>>>>>

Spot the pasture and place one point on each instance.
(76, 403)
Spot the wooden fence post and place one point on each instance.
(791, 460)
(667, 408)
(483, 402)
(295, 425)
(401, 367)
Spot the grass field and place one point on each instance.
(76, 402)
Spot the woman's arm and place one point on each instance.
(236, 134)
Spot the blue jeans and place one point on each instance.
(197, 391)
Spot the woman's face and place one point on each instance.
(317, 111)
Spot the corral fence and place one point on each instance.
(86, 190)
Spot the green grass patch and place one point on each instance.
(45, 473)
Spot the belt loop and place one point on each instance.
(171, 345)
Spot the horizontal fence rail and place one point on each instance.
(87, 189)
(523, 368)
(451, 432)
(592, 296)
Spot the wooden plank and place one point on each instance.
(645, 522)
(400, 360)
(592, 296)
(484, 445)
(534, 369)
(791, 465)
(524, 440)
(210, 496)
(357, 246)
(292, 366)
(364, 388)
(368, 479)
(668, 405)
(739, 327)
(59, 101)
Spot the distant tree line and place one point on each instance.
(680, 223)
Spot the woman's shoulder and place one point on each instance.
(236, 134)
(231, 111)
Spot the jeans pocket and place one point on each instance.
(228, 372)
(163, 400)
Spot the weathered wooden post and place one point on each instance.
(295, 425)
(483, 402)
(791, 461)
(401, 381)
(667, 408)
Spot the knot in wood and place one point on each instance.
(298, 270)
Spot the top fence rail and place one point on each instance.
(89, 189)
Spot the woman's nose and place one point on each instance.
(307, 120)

<<<<<

Print, exactly and only, the lines running from the one with "Spot the green" to the end of the data above.

> _YOUR SOLUTION_
Spot the green grass patch and place one point on each instance.
(45, 473)
Spot the belt loop and place one point on each instance.
(171, 345)
Spot the horizontal fence rail and place one point on each instance.
(87, 189)
(523, 368)
(451, 432)
(592, 296)
Spot the wooden plank and place one point on each instance.
(645, 522)
(400, 360)
(592, 296)
(484, 445)
(534, 369)
(791, 465)
(524, 440)
(210, 496)
(357, 246)
(292, 366)
(364, 388)
(368, 479)
(668, 405)
(739, 327)
(59, 101)
Spot the distant tree line and place one point on each instance.
(680, 223)
Spot the woman's shoulder and place one point on each instance.
(236, 134)
(231, 111)
Spot the jeans pocket and place one point on each instance.
(228, 372)
(163, 400)
Spot the weathered wooden post and place one point on each instance.
(295, 425)
(483, 402)
(791, 461)
(401, 381)
(667, 408)
Spot the knot in wood and place one point on each instance.
(298, 270)
Spot the top fence rail and place one point on each instance.
(89, 189)
Spot the woman's nose and place one point on each instance.
(307, 120)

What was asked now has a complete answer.